[Exercise prompt] Copy nothing from the entries below except the lines from the one containing "positive clicks: (1132, 1105) (1182, 1005)" through the one containing "negative clicks: (1154, 1003)", and copy those exactly.

[Data records]
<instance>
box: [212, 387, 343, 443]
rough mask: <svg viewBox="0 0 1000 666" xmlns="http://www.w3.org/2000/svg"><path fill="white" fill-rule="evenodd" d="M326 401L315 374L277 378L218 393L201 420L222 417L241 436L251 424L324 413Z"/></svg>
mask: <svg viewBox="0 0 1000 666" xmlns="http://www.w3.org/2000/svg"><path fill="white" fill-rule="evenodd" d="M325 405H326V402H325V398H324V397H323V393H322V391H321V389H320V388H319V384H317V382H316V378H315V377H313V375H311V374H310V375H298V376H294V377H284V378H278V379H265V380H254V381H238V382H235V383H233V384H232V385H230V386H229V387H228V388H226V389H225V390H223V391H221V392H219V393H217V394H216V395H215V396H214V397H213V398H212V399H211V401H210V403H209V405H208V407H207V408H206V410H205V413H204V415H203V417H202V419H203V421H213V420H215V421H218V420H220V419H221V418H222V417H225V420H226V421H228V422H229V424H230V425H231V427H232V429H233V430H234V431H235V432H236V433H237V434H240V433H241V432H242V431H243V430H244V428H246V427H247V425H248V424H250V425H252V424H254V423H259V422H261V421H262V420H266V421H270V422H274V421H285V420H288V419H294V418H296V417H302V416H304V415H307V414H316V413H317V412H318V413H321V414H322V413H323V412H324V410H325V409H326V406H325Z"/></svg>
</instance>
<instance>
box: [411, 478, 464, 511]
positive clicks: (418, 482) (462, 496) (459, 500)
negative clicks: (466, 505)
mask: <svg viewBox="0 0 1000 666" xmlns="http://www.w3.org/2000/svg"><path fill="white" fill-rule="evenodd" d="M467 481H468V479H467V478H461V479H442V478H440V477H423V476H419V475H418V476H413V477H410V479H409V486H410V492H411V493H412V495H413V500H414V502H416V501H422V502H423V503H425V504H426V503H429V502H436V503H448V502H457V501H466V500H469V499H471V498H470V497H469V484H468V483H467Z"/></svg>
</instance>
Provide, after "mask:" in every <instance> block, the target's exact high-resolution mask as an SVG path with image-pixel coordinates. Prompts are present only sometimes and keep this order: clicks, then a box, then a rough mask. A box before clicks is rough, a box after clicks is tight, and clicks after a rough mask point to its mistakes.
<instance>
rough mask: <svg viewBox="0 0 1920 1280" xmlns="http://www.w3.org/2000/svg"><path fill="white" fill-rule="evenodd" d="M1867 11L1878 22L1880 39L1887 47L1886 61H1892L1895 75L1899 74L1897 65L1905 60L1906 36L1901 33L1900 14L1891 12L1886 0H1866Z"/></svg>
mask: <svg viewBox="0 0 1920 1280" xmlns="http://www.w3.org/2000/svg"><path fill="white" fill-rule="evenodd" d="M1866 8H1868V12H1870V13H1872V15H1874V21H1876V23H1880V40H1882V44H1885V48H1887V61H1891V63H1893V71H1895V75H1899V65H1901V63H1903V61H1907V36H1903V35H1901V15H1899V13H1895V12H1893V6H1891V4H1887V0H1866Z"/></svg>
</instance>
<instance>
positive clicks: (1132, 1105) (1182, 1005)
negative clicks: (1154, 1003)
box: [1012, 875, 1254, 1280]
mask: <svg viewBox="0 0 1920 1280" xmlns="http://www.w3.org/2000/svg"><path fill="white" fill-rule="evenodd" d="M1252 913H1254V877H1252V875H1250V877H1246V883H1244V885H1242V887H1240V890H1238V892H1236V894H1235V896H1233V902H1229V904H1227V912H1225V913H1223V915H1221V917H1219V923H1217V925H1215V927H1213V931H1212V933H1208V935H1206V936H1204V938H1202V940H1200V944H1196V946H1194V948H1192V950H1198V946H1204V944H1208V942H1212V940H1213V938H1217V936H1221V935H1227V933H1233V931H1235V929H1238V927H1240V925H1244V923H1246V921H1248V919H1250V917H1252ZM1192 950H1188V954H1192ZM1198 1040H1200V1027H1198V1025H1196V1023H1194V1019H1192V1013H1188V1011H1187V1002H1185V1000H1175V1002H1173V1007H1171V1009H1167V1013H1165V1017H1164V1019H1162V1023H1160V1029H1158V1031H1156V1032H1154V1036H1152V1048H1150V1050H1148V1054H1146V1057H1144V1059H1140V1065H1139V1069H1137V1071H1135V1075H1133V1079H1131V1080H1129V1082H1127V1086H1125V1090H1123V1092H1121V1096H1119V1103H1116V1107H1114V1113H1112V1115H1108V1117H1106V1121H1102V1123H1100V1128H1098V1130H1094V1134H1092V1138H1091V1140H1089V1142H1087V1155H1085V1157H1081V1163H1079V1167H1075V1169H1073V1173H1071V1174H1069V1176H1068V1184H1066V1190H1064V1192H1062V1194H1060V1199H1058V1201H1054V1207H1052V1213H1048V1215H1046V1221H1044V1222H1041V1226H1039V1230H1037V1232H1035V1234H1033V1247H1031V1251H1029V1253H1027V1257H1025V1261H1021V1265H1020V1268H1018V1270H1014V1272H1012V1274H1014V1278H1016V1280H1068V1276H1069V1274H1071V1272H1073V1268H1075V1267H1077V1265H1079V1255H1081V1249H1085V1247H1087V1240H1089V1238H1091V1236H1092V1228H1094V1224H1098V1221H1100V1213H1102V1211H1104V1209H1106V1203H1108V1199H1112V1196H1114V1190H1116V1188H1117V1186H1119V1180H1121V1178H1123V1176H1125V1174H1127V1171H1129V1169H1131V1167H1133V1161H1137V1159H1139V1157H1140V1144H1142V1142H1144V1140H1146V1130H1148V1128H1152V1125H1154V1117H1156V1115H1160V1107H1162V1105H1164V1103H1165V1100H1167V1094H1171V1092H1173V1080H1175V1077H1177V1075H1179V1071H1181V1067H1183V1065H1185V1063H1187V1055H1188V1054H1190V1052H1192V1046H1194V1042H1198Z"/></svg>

[Solved problem]
positive clicks: (1132, 1105) (1182, 1005)
negative clicks: (1154, 1003)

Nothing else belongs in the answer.